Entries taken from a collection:
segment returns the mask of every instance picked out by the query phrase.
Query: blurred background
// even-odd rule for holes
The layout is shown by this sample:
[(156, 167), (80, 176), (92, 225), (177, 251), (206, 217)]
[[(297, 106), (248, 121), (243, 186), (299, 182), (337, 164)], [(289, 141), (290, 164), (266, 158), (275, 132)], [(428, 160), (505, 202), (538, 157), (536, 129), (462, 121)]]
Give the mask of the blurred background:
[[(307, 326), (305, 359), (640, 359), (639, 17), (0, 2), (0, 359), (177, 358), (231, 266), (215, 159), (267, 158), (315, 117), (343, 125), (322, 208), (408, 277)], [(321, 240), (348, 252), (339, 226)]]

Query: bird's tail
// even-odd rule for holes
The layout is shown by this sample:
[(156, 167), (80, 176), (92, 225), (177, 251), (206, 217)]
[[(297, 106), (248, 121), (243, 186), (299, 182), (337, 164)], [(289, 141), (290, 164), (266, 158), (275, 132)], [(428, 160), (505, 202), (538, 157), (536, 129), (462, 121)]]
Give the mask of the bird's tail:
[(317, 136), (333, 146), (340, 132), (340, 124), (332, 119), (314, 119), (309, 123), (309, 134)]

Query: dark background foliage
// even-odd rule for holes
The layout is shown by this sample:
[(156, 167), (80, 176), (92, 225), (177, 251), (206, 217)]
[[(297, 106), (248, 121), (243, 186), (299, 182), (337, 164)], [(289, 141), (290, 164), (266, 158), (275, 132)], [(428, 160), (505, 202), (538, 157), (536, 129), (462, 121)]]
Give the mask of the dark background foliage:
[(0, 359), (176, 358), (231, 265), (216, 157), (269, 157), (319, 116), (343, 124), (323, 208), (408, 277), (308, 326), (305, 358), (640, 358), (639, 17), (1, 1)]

TASK DETAILS:
Nothing added, nothing dropped: copy the data above.

RESPONSE TO THIS TASK:
segment returns the mask of every instance picked out by the query phrase.
Query: blurred background
// even-odd rule for holes
The layout is shown by this sample:
[(156, 167), (80, 176), (92, 225), (177, 251), (206, 217)]
[[(297, 106), (248, 121), (243, 186), (299, 182), (337, 164)], [(289, 141), (290, 164), (266, 158), (275, 132)], [(428, 160), (505, 202), (538, 157), (536, 129), (462, 121)]]
Give the mask of the blurred background:
[[(307, 326), (305, 359), (640, 359), (639, 17), (0, 2), (0, 359), (177, 358), (231, 266), (215, 159), (267, 158), (315, 117), (343, 125), (322, 208), (408, 277)], [(321, 240), (348, 252), (339, 226)]]

Query: bird's tail
// even-odd rule for holes
The layout is shown by this sample:
[(156, 167), (80, 176), (92, 225), (177, 251), (206, 217)]
[[(297, 106), (248, 121), (243, 186), (299, 182), (337, 164)], [(289, 141), (290, 164), (266, 158), (275, 132)], [(428, 160), (505, 202), (538, 157), (536, 129), (462, 121)]]
Give the mask of the bird's tail:
[(317, 136), (333, 146), (340, 132), (340, 124), (332, 119), (314, 119), (309, 123), (309, 134)]

Query: dark background foliage
// even-odd rule for holes
The layout is shown by this sample:
[(156, 167), (80, 176), (92, 225), (177, 251), (206, 217)]
[[(297, 106), (248, 121), (243, 186), (299, 182), (337, 164)], [(289, 141), (290, 164), (266, 158), (275, 132)], [(428, 160), (505, 202), (538, 157), (536, 129), (462, 121)]]
Give the mask of the dark background foliage:
[(0, 359), (176, 358), (231, 265), (216, 157), (269, 157), (319, 116), (343, 124), (323, 208), (408, 277), (308, 326), (305, 358), (640, 358), (639, 17), (1, 1)]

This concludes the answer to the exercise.